Reproduce the stored data below line for line, without changing anything.

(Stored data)
----------------------------------------
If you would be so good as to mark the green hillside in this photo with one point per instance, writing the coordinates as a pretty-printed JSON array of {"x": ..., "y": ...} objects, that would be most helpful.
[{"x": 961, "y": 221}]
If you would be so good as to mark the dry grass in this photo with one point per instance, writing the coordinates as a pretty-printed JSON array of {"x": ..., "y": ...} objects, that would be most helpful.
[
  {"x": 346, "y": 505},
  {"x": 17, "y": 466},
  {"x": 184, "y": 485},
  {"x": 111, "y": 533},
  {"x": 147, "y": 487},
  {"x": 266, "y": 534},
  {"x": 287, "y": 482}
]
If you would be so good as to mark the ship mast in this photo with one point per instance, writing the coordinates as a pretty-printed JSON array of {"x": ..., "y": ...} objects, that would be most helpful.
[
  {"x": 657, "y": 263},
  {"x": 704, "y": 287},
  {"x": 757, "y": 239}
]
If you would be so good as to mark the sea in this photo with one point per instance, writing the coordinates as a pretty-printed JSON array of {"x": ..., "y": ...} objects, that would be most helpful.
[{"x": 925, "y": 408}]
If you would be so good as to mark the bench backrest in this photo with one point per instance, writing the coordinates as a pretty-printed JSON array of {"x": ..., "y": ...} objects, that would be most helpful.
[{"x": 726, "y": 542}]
----------------------------------------
__THE OUTPUT__.
If you would be so good as to mark the green hillside in this photo with one point per instance, writing the coordinates as a pretty-printed JSON array of {"x": ..., "y": ...} objects, that would be most helpful.
[{"x": 961, "y": 221}]
If you would be so good as to mark the dry grass in this photo with one point per instance, writing the coordinates as a pretty-printed JSON array of {"x": ..., "y": ...} objects, that would be most helpful.
[
  {"x": 346, "y": 505},
  {"x": 17, "y": 466},
  {"x": 184, "y": 485},
  {"x": 111, "y": 533},
  {"x": 147, "y": 487},
  {"x": 266, "y": 534},
  {"x": 287, "y": 482}
]
If you would be so good as to mark the ship mast in this photo with one point per instance, writing the coordinates as a pretty-printed JSON array of {"x": ..., "y": ...} objects, that would be most helpful.
[
  {"x": 657, "y": 263},
  {"x": 704, "y": 287},
  {"x": 757, "y": 239}
]
If you would be so good as to mark the sea in this photo with one point per instance, writing the coordinates as a pretty-printed JSON array of {"x": ..., "y": ...} objects, that would be most helpful.
[{"x": 925, "y": 408}]
If you would be so good as to mark the bench backrest in this photo with one point per instance, writing the coordinates as a pretty-printed JSON array of {"x": ..., "y": ...} objects, that would be most helpful.
[{"x": 726, "y": 542}]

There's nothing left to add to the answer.